=== Provided text ===
Author Identification
2017

This task is divided into author clustering and style breach detection. You can choose to solve one or both of them.

Author Clustering

Authorship attribution is an important problem in information retrieval and computational linguistics but also in applied areas such as law and journalism where knowing the author of a document (such as a ransom note) may be able to save lives. The most common framework for testing candidate algorithms is the closed-set attribution task: given known sample documents from a small, finite set of candidate authors, which wrote a questioned document of unknown authorship? It has been commented, however, that this may be an unreasonably easy task. A more demanding task is author clustering where given a document collection the task is to group documents written by the same author so that each cluster corresponds to a different author. This task can also be viewed as establishing authorship links between documents.

Note that the task of authorship verification studied in detail in previous editions of PAN (2013-2015) is strongly associated with author clustering since any clustering problem can be decomposed into a series of author verification problems. We encourage participants to attempt to modify authorship verification approaches to deal with the author clustering task.

PAN-2016 first studied the author clustering task focusing on relatively long documents like articles and reviews. In this edition of PAN, we focus on short documents of paragraph length. The aim is to cluster paragraphs that may be extracted from the same document or different documents and are by the same author. Such a task is closely related to author diarization and intrinsic plagiarism detection.

Similar to PAN-2016 edition of the task, two application scenarios are examined:

  • Complete author clustering: This scenario requires a detailed analysis where the number (k) of different authors found in the collection should be identified and each document should be assigned to exactly one of the k clusters (each cluster corresponds to a different author). In the following illustrating example, 4 different authors are found and the colour of each document indicates its author.
  • Authorship-link ranking: This scenario views the exploration of the given document collection as a retrieval task. It aims at establishing authorship links between documents and provides a list of document pairs ranked according to a confidence score (the score shows how likely it is the document pair to be by the same author). In the following example, 4 document pairs with similar authorship are found and then these authorship-links are sorted according to their similarity.
Task
Given a collection of (up to 50) short documents (paragraphs extracted from larger documents), identify authorship links and groups of documents by the same author. All documents are single-authored, in the same language, and belong to the same genre. However, the topic or text-length of documents may vary. The number of distinct authors whose documents are included in the collection is not given.

=== Dataset entries ===

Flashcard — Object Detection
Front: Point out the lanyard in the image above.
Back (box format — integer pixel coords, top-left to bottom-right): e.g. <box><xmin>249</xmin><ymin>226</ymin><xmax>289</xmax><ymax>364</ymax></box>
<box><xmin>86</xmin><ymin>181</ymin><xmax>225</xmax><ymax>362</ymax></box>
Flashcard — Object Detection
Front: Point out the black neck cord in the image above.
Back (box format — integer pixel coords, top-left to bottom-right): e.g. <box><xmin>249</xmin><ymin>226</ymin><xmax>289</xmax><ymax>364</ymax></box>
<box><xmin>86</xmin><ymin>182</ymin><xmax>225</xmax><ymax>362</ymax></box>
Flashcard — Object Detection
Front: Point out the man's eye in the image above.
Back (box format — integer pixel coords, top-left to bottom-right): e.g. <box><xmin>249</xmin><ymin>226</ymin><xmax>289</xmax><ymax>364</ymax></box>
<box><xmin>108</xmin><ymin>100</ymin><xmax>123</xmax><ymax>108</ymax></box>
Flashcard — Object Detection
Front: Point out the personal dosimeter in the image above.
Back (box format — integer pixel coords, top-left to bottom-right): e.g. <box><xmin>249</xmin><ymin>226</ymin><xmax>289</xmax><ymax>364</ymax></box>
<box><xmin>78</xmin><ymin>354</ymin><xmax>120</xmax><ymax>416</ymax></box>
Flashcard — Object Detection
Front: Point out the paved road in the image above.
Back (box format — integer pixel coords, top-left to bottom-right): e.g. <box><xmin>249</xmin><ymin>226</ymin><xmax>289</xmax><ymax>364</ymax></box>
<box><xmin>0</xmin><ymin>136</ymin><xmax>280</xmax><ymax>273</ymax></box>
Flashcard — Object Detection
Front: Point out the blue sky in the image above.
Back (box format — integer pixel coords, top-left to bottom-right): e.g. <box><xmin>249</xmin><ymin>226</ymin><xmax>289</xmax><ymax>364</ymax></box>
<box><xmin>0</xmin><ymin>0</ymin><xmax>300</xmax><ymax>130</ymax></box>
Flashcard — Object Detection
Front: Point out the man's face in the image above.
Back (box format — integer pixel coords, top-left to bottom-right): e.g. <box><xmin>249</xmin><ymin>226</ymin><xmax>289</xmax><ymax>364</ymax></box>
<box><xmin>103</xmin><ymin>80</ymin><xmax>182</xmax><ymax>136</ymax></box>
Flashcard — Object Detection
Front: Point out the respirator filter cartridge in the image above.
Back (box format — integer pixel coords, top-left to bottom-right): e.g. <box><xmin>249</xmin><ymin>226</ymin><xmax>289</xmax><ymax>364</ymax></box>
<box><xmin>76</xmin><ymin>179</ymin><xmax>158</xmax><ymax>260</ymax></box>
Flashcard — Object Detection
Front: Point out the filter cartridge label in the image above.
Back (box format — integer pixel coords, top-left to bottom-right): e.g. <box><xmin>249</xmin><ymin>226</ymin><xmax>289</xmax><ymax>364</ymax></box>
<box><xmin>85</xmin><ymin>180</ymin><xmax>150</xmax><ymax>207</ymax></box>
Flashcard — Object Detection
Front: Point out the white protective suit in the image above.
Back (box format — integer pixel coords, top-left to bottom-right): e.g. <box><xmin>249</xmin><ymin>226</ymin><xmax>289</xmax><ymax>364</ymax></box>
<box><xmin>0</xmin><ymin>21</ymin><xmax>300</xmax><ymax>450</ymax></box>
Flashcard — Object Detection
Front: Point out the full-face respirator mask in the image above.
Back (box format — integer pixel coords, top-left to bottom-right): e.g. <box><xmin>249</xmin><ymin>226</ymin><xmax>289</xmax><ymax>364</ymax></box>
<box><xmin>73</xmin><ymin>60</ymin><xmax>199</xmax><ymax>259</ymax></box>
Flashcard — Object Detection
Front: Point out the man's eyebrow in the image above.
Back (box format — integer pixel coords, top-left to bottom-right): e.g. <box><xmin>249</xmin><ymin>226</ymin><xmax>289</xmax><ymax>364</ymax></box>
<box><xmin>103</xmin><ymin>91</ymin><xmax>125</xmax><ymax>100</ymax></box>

=== Tasks to complete ===
(a) From the author clustering text, extract the passage between "Note that the" and "intrinsic plagiarism detection.", inclusive.
(b) How many lines of the records contain the string "filter"? Reply with the number alone.

=== Responses in order ===
(a)
Note that the task of authorship verification studied in detail in previous editions of PAN (2013-2015) is strongly associated with author clustering since any clustering problem can be decomposed into a series of author verification problems. We encourage participants to attempt to modify authorship verification approaches to deal with the author clustering task.

PAN-2016 first studied the author clustering task focusing on relatively long documents like articles and reviews. In this edition of PAN, we focus on short documents of paragraph length. The aim is to cluster paragraphs that may be extracted from the same document or different documents and are by the same author. Such a task is closely related to author diarization and intrinsic plagiarism detection.

(b) 2